Free-text object descriptions
============================================================
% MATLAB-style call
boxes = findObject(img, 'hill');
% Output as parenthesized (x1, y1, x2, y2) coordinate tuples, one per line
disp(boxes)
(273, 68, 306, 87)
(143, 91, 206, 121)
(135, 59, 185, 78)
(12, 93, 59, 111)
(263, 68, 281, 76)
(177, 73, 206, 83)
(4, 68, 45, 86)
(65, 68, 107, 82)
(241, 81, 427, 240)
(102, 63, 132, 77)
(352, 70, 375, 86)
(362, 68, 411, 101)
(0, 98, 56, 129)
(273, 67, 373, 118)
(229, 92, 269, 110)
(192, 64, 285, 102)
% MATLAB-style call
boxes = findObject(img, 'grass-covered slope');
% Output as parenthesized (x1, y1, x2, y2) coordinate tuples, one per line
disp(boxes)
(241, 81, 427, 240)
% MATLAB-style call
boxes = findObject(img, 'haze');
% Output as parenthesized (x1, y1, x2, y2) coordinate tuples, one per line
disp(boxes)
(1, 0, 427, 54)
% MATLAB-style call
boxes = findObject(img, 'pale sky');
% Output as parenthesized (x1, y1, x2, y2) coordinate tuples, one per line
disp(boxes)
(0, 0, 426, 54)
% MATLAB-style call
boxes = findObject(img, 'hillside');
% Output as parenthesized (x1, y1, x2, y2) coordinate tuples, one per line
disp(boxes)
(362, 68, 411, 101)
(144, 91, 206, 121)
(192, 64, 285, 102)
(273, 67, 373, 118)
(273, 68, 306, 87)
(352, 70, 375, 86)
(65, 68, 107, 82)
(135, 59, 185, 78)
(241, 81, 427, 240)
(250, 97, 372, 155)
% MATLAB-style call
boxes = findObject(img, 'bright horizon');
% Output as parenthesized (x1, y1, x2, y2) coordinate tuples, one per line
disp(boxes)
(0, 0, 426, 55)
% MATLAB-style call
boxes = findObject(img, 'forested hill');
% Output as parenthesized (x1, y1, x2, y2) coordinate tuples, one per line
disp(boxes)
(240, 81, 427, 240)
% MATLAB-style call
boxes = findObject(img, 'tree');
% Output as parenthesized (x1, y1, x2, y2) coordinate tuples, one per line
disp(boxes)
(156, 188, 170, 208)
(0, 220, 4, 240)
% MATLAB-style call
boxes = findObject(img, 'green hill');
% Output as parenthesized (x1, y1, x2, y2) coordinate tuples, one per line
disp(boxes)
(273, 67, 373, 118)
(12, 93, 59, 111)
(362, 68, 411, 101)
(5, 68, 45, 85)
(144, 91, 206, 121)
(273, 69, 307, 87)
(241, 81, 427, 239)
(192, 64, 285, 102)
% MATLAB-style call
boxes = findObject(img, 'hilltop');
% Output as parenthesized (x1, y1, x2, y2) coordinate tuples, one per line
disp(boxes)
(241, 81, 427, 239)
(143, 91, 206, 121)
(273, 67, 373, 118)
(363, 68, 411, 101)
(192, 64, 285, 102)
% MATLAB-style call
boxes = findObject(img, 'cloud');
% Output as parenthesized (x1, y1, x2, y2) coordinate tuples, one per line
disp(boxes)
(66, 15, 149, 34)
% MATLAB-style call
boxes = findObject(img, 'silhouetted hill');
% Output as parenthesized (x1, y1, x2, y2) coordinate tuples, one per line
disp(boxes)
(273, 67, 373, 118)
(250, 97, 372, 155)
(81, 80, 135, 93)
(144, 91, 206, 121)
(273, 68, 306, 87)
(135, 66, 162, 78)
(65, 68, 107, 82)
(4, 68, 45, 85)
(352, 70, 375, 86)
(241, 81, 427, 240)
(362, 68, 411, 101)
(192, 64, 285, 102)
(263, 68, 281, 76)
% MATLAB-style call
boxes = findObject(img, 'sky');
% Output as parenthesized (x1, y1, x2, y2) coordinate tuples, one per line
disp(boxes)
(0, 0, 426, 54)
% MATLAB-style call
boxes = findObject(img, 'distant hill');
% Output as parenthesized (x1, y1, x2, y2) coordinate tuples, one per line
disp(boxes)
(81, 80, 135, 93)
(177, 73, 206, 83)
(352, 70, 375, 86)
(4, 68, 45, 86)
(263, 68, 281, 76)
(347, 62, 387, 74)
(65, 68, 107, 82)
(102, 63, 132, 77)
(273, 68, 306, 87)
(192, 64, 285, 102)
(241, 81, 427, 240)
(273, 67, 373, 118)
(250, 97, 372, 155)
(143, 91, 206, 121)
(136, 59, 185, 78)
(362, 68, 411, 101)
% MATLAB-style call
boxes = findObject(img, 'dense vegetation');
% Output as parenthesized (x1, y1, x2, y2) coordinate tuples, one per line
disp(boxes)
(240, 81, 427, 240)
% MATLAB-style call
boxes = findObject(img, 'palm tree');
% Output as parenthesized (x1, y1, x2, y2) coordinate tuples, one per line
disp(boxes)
============================================================
The records above must each be restated exactly as they stand.

% MATLAB-style call
boxes = findObject(img, 'hill');
% Output as parenthesized (x1, y1, x2, y2) coordinate tuples, one per line
disp(boxes)
(273, 68, 306, 87)
(143, 91, 206, 121)
(135, 59, 185, 78)
(12, 93, 59, 111)
(263, 68, 281, 76)
(177, 73, 206, 83)
(4, 68, 45, 86)
(65, 68, 107, 82)
(241, 81, 427, 240)
(102, 63, 132, 77)
(352, 70, 375, 86)
(362, 68, 411, 101)
(0, 98, 56, 129)
(273, 67, 373, 118)
(229, 92, 269, 110)
(192, 64, 285, 102)
% MATLAB-style call
boxes = findObject(img, 'grass-covered slope');
% Output as parenthesized (x1, y1, x2, y2) coordinate tuples, one per line
disp(boxes)
(241, 81, 427, 240)
% MATLAB-style call
boxes = findObject(img, 'haze');
% Output as parenthesized (x1, y1, x2, y2) coordinate tuples, one per line
disp(boxes)
(1, 0, 427, 54)
% MATLAB-style call
boxes = findObject(img, 'pale sky');
% Output as parenthesized (x1, y1, x2, y2) coordinate tuples, one per line
disp(boxes)
(0, 0, 426, 54)
% MATLAB-style call
boxes = findObject(img, 'hillside');
% Output as parenthesized (x1, y1, x2, y2) coordinate tuples, one per line
disp(boxes)
(362, 68, 411, 101)
(144, 91, 206, 121)
(192, 64, 285, 102)
(273, 67, 373, 118)
(273, 68, 306, 87)
(352, 70, 375, 86)
(65, 68, 107, 82)
(135, 59, 185, 78)
(241, 81, 427, 240)
(250, 97, 372, 155)
% MATLAB-style call
boxes = findObject(img, 'bright horizon');
% Output as parenthesized (x1, y1, x2, y2) coordinate tuples, one per line
disp(boxes)
(0, 0, 426, 55)
% MATLAB-style call
boxes = findObject(img, 'forested hill');
% Output as parenthesized (x1, y1, x2, y2) coordinate tuples, one per line
disp(boxes)
(240, 81, 427, 240)
% MATLAB-style call
boxes = findObject(img, 'tree');
% Output as parenthesized (x1, y1, x2, y2) coordinate tuples, one per line
disp(boxes)
(156, 188, 170, 208)
(0, 220, 4, 240)
% MATLAB-style call
boxes = findObject(img, 'green hill');
% Output as parenthesized (x1, y1, x2, y2) coordinate tuples, one per line
disp(boxes)
(273, 67, 373, 118)
(12, 93, 59, 111)
(362, 68, 411, 101)
(5, 68, 45, 85)
(144, 91, 206, 121)
(273, 69, 307, 87)
(241, 81, 427, 239)
(192, 64, 285, 102)
% MATLAB-style call
boxes = findObject(img, 'hilltop');
% Output as parenthesized (x1, y1, x2, y2) coordinate tuples, one per line
disp(boxes)
(241, 81, 427, 239)
(143, 91, 206, 121)
(273, 67, 373, 118)
(363, 68, 411, 101)
(192, 64, 285, 102)
% MATLAB-style call
boxes = findObject(img, 'cloud');
% Output as parenthesized (x1, y1, x2, y2) coordinate tuples, one per line
disp(boxes)
(66, 15, 149, 34)
% MATLAB-style call
boxes = findObject(img, 'silhouetted hill');
% Output as parenthesized (x1, y1, x2, y2) coordinate tuples, one per line
disp(boxes)
(273, 67, 373, 118)
(250, 97, 372, 155)
(81, 80, 135, 93)
(144, 91, 206, 121)
(273, 68, 306, 87)
(135, 66, 162, 78)
(65, 68, 107, 82)
(4, 68, 45, 85)
(352, 70, 375, 86)
(241, 81, 427, 240)
(362, 68, 411, 101)
(192, 64, 285, 102)
(263, 68, 281, 76)
% MATLAB-style call
boxes = findObject(img, 'sky');
% Output as parenthesized (x1, y1, x2, y2) coordinate tuples, one per line
disp(boxes)
(0, 0, 426, 54)
% MATLAB-style call
boxes = findObject(img, 'distant hill');
% Output as parenthesized (x1, y1, x2, y2) coordinate tuples, one per line
disp(boxes)
(81, 80, 135, 93)
(177, 73, 206, 83)
(352, 70, 375, 86)
(4, 68, 45, 86)
(263, 68, 281, 76)
(347, 62, 387, 74)
(65, 68, 107, 82)
(102, 63, 132, 77)
(273, 68, 306, 87)
(192, 64, 285, 102)
(241, 81, 427, 240)
(273, 67, 373, 118)
(250, 97, 372, 155)
(143, 91, 206, 121)
(136, 59, 185, 78)
(362, 68, 411, 101)
% MATLAB-style call
boxes = findObject(img, 'dense vegetation');
% Output as parenthesized (x1, y1, x2, y2) coordinate tuples, one per line
disp(boxes)
(240, 81, 427, 240)
% MATLAB-style call
boxes = findObject(img, 'palm tree');
% Output as parenthesized (x1, y1, x2, y2) coordinate tuples, one per line
disp(boxes)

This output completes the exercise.